___ Dataset records ___

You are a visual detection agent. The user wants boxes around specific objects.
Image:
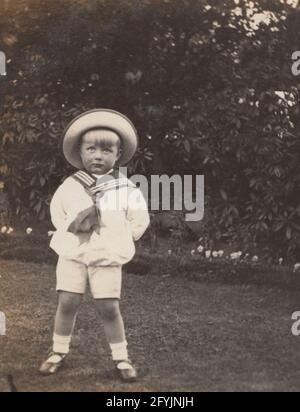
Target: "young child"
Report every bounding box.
[40,109,150,381]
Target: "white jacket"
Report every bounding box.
[50,176,150,266]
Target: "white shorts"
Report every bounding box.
[56,256,122,299]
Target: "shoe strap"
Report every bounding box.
[47,352,67,363]
[116,359,134,370]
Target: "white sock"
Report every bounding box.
[53,333,71,353]
[109,340,128,361]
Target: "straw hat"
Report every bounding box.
[63,109,138,169]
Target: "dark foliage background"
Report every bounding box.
[0,0,300,259]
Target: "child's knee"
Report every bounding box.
[100,299,120,321]
[59,292,82,314]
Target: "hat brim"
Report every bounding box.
[63,109,138,169]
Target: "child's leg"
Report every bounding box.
[53,291,82,353]
[95,298,128,360]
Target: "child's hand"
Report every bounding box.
[68,206,98,234]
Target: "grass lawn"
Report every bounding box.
[0,260,300,392]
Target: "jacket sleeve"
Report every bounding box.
[126,189,150,241]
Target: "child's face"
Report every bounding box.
[80,129,120,175]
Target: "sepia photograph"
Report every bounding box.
[0,0,300,394]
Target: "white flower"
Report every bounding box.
[293,263,300,272]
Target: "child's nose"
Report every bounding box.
[95,149,103,159]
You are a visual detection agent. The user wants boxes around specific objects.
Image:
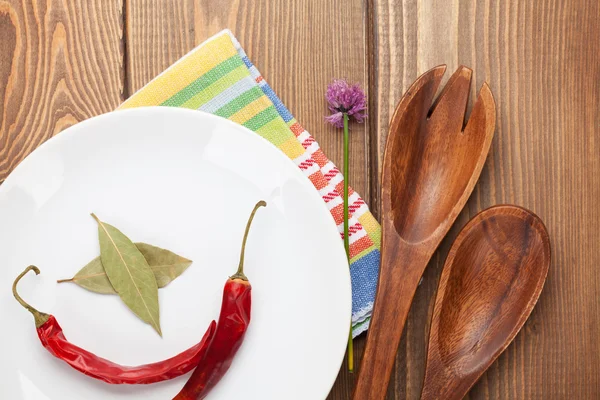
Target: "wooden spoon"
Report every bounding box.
[421,206,550,400]
[353,65,496,400]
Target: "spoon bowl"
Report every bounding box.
[421,206,550,400]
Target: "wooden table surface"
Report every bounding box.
[0,0,600,400]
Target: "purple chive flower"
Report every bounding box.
[325,79,367,128]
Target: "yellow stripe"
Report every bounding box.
[358,212,381,248]
[119,34,237,109]
[279,136,306,160]
[228,96,273,125]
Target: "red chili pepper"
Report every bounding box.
[173,201,267,400]
[13,265,216,384]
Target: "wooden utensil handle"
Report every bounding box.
[352,239,431,400]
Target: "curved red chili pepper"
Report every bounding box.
[13,265,216,384]
[173,201,267,400]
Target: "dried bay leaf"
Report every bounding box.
[135,243,192,288]
[59,242,192,294]
[92,214,162,336]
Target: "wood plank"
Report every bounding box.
[126,0,374,400]
[0,0,123,182]
[369,0,600,399]
[126,0,369,205]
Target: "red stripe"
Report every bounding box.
[322,192,338,203]
[302,136,315,149]
[290,122,304,137]
[329,204,344,225]
[350,235,373,258]
[308,171,329,190]
[312,149,329,168]
[298,158,315,169]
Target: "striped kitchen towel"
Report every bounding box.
[120,30,381,336]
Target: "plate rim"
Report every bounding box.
[0,106,352,399]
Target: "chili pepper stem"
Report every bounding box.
[13,265,50,328]
[231,200,267,281]
[344,113,354,372]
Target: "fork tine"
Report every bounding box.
[388,65,446,134]
[464,82,496,135]
[429,66,473,132]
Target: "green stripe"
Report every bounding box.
[256,114,294,149]
[161,54,244,107]
[350,245,377,264]
[181,63,251,110]
[352,317,371,330]
[244,106,283,132]
[215,86,264,118]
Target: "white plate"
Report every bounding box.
[0,107,351,400]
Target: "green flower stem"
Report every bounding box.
[344,113,354,372]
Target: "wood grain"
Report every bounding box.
[369,0,600,399]
[352,65,496,400]
[0,0,123,183]
[0,0,600,400]
[421,206,551,400]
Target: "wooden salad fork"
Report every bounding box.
[353,65,496,400]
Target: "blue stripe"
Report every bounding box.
[350,249,381,315]
[242,54,254,69]
[259,80,294,123]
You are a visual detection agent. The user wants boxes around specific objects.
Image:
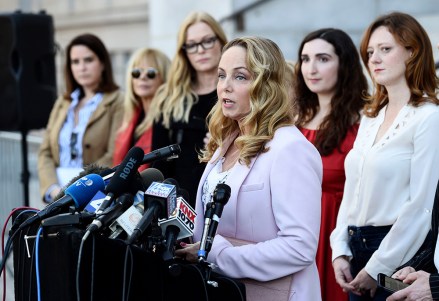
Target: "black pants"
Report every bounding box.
[348,226,392,301]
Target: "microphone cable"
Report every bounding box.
[35,227,43,301]
[76,235,96,301]
[0,207,38,301]
[122,245,134,301]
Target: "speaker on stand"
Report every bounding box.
[0,11,57,206]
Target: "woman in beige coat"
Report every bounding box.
[38,34,123,202]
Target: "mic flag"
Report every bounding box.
[82,193,134,240]
[20,174,105,228]
[110,168,164,238]
[96,146,144,214]
[159,196,197,261]
[159,197,197,239]
[126,180,177,244]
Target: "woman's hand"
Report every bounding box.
[203,132,211,147]
[392,267,416,280]
[349,268,377,297]
[175,242,200,262]
[332,256,355,293]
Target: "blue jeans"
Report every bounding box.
[348,226,392,301]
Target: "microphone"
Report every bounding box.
[159,196,197,261]
[82,193,134,240]
[198,183,231,262]
[126,179,177,244]
[110,168,164,238]
[96,146,144,215]
[20,174,105,229]
[141,144,181,165]
[41,211,95,227]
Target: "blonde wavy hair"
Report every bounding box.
[120,48,171,139]
[199,37,293,166]
[147,12,227,128]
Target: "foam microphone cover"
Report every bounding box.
[140,168,165,190]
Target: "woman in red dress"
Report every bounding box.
[113,48,171,171]
[294,28,368,301]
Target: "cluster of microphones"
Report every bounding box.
[7,144,230,261]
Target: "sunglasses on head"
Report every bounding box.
[70,133,79,160]
[131,68,159,79]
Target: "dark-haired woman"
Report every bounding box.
[294,28,367,301]
[38,34,123,202]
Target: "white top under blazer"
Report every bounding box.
[331,103,439,279]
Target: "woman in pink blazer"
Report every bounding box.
[176,37,322,301]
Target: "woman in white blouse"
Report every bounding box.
[331,12,439,300]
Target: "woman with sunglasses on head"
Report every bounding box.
[113,48,171,171]
[147,12,227,206]
[38,34,123,202]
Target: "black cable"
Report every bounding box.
[187,264,209,301]
[90,235,96,301]
[122,245,134,301]
[216,276,245,301]
[76,234,85,301]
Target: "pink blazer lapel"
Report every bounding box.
[197,133,257,237]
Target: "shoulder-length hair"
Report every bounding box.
[148,12,227,128]
[200,37,293,165]
[293,28,368,155]
[121,48,171,137]
[360,12,439,117]
[64,33,119,99]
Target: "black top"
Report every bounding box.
[152,90,218,208]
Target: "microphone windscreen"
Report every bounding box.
[163,178,180,188]
[53,164,114,201]
[140,168,165,189]
[105,146,144,195]
[65,174,105,209]
[177,188,190,202]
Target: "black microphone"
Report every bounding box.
[126,179,177,244]
[96,146,144,215]
[109,168,164,238]
[20,174,105,229]
[141,144,181,165]
[41,211,96,227]
[82,193,134,240]
[198,183,231,261]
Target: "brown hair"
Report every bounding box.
[64,33,119,99]
[360,12,439,117]
[294,28,368,155]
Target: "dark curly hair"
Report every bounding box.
[294,28,368,156]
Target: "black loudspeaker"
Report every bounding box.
[0,12,57,131]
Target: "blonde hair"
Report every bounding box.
[199,37,293,165]
[124,48,171,139]
[147,12,227,128]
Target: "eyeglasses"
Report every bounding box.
[182,37,218,54]
[70,133,79,160]
[131,68,159,79]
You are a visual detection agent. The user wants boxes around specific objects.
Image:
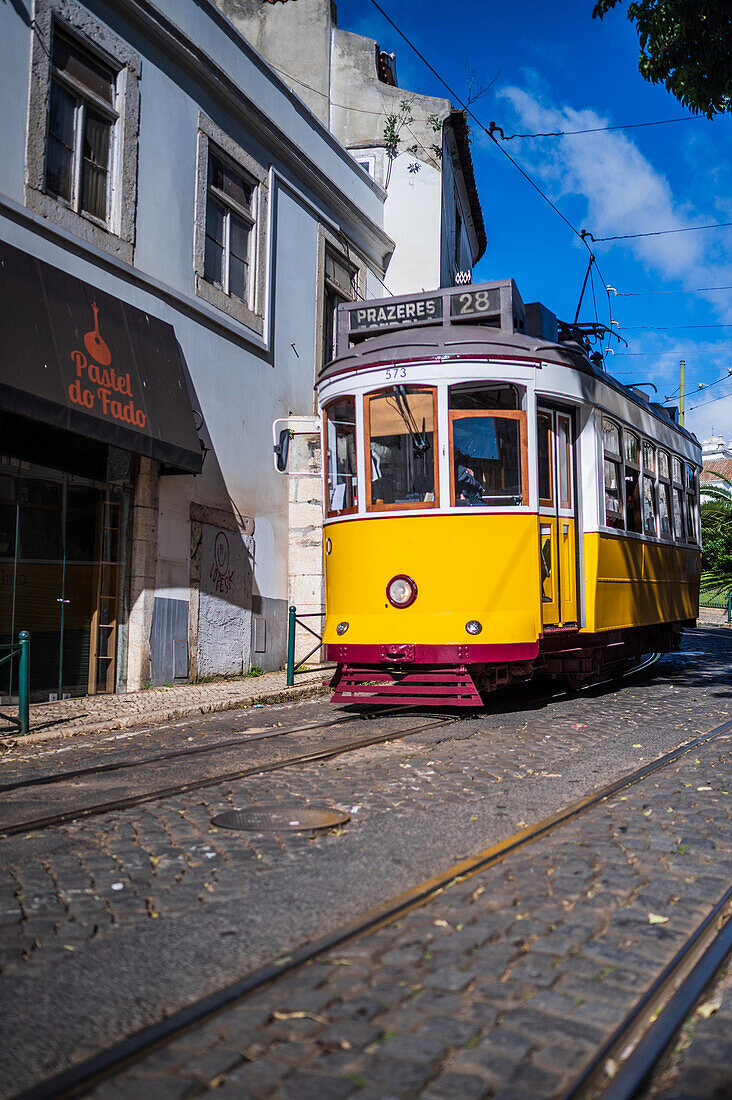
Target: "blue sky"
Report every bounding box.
[338,0,732,441]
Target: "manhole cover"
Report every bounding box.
[211,806,349,833]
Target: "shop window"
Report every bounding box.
[194,113,267,337]
[623,430,643,535]
[25,0,140,262]
[365,386,438,510]
[658,451,674,539]
[449,382,523,409]
[536,413,554,507]
[325,397,358,516]
[602,418,625,530]
[450,411,528,507]
[323,244,359,366]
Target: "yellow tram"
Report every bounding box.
[318,279,701,706]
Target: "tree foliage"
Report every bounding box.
[592,0,732,119]
[700,479,732,593]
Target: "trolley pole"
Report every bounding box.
[287,607,297,688]
[18,630,31,734]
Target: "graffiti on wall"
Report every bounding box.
[209,531,233,594]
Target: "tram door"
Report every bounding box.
[537,408,577,627]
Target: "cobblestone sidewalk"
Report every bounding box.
[86,736,732,1100]
[0,670,329,745]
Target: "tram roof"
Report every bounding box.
[318,279,698,443]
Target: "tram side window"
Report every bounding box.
[450,382,523,410]
[623,430,643,535]
[365,386,437,509]
[671,458,684,542]
[602,419,624,528]
[643,442,658,537]
[450,411,527,507]
[658,451,671,539]
[326,397,358,516]
[684,464,698,542]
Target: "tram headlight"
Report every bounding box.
[386,573,417,607]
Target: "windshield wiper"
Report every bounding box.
[393,386,431,454]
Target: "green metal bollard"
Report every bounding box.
[287,607,297,688]
[18,630,31,734]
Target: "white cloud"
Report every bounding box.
[499,87,732,320]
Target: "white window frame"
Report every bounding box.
[194,112,269,337]
[25,0,141,263]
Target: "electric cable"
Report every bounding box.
[585,221,732,244]
[503,114,704,141]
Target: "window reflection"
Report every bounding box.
[326,397,358,516]
[452,416,523,506]
[367,386,436,508]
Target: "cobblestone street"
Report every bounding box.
[0,627,732,1098]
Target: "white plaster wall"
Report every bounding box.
[197,524,253,677]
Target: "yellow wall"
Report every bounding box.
[325,514,542,646]
[584,532,701,631]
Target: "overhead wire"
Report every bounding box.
[371,0,613,332]
[502,114,704,141]
[590,221,732,244]
[608,285,732,298]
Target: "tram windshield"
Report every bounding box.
[365,386,437,509]
[450,413,525,507]
[326,397,358,516]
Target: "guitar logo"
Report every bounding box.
[84,301,112,366]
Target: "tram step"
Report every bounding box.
[332,664,482,706]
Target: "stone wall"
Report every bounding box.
[288,419,325,663]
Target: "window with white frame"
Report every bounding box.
[204,150,256,305]
[25,0,140,262]
[323,244,359,366]
[194,114,267,336]
[46,29,119,224]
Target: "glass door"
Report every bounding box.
[537,408,577,627]
[0,460,119,702]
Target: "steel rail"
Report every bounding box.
[0,653,660,800]
[0,717,456,840]
[561,887,732,1100]
[0,714,382,794]
[15,722,732,1100]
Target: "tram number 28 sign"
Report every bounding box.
[348,287,501,332]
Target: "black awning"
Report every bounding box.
[0,241,201,474]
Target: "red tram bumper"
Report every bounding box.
[325,620,693,707]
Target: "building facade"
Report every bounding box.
[0,0,393,700]
[217,0,485,296]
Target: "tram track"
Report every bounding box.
[0,716,457,840]
[0,653,663,800]
[17,722,732,1100]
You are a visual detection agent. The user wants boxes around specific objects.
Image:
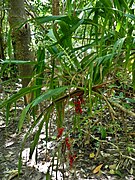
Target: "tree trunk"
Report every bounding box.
[9,0,33,87]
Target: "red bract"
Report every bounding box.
[79,96,84,104]
[65,137,71,150]
[69,154,76,168]
[73,95,84,114]
[57,127,64,138]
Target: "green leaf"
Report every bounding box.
[32,86,68,107]
[18,104,31,133]
[0,86,42,108]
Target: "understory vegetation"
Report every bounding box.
[0,0,135,179]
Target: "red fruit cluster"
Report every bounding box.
[65,137,71,150]
[57,127,64,138]
[69,154,76,168]
[57,127,76,168]
[73,95,84,114]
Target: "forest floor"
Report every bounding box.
[0,82,135,180]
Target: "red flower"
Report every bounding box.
[57,127,64,138]
[69,154,76,168]
[73,95,84,114]
[65,137,71,150]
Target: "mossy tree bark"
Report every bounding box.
[9,0,33,87]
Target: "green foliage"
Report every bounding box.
[0,0,135,176]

___

Written problem → Reproduce word for word the stretch of lines from the very first one through the line that contains "[109,340,128,361]", with both ends included. Omit the pictures from your copy.

Solution for this task →
You are a visual detection agent. The user wants boxes around specific objects.
Image:
Target: "young child"
Report every bounding box.
[40,109,150,381]
Target: "white jacket"
Report every bounding box.
[50,176,150,266]
Target: "white shorts"
Report every bounding box.
[56,256,122,299]
Target: "shoe strap"
Report every bounding box.
[47,352,67,363]
[116,359,134,370]
Target: "white sock"
Report every bounding box.
[53,333,71,353]
[109,340,128,361]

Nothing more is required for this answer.